Start of Records shown

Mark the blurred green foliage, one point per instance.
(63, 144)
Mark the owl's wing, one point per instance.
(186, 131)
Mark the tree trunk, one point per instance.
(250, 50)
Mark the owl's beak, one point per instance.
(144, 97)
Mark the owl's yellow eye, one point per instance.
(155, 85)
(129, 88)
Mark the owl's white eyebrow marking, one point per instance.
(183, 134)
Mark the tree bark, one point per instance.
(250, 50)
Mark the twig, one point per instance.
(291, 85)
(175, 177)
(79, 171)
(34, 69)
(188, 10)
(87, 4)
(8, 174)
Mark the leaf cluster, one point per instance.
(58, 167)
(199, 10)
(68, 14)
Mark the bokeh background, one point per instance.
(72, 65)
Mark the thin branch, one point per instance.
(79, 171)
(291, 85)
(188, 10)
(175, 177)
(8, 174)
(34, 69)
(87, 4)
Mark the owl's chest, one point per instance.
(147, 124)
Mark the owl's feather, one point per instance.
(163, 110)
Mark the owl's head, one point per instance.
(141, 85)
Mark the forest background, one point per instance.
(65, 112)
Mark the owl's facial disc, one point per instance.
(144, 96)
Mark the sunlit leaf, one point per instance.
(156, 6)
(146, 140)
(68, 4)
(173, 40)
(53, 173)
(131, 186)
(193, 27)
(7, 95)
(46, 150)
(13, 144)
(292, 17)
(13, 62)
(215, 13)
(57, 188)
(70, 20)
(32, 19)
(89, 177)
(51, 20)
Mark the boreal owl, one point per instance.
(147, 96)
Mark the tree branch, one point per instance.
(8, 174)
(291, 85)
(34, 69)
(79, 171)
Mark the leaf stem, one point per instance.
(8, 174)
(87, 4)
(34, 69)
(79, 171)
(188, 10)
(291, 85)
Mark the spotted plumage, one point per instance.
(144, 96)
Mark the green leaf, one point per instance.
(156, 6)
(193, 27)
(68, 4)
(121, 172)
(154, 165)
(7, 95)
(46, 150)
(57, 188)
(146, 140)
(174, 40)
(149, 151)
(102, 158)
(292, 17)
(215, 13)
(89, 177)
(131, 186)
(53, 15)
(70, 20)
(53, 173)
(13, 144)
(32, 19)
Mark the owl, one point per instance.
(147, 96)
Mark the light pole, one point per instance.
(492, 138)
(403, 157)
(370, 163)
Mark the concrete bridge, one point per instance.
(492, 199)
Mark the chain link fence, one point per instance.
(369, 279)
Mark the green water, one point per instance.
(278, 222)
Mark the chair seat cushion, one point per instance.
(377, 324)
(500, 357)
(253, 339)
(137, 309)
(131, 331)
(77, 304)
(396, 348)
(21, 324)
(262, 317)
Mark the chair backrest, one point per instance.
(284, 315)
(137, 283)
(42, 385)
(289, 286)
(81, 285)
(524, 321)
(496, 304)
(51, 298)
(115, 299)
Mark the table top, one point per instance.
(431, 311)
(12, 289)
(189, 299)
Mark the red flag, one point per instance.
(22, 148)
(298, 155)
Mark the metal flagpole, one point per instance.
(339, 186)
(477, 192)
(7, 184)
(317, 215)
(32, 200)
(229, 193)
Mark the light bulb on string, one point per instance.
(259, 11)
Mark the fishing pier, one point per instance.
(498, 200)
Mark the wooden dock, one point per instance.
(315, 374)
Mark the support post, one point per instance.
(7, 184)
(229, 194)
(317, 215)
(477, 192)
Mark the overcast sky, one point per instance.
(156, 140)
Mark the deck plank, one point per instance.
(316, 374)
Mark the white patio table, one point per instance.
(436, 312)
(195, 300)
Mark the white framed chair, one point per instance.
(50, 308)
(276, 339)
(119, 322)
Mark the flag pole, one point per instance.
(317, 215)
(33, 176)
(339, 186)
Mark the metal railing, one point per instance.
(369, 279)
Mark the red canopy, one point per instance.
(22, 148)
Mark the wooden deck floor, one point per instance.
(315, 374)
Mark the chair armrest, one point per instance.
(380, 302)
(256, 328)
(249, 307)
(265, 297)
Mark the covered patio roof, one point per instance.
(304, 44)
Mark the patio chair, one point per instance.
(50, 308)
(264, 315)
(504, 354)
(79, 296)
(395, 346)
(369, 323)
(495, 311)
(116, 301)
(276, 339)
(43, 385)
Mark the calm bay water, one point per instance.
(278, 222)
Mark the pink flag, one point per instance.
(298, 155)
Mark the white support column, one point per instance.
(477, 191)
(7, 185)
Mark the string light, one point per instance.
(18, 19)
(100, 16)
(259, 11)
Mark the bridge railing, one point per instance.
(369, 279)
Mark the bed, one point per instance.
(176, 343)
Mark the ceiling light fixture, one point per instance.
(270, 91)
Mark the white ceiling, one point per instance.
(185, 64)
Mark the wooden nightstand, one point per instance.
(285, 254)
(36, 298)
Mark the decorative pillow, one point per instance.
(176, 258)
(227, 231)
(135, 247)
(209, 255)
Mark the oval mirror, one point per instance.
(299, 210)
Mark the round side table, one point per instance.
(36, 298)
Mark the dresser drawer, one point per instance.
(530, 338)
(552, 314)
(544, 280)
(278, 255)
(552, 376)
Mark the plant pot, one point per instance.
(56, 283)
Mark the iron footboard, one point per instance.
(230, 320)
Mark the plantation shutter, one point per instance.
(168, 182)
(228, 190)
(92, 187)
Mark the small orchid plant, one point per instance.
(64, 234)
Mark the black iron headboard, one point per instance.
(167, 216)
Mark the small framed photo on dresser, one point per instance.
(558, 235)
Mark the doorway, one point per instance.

End of Records shown

** Work task **
Start at the line with "Mark the small framed". Give that line and every line after it again, word for word, through the last line above.

** Answer **
Mark the small framed photo on dresser, one point per instance.
(558, 235)
Mark the doorway, one point per instance.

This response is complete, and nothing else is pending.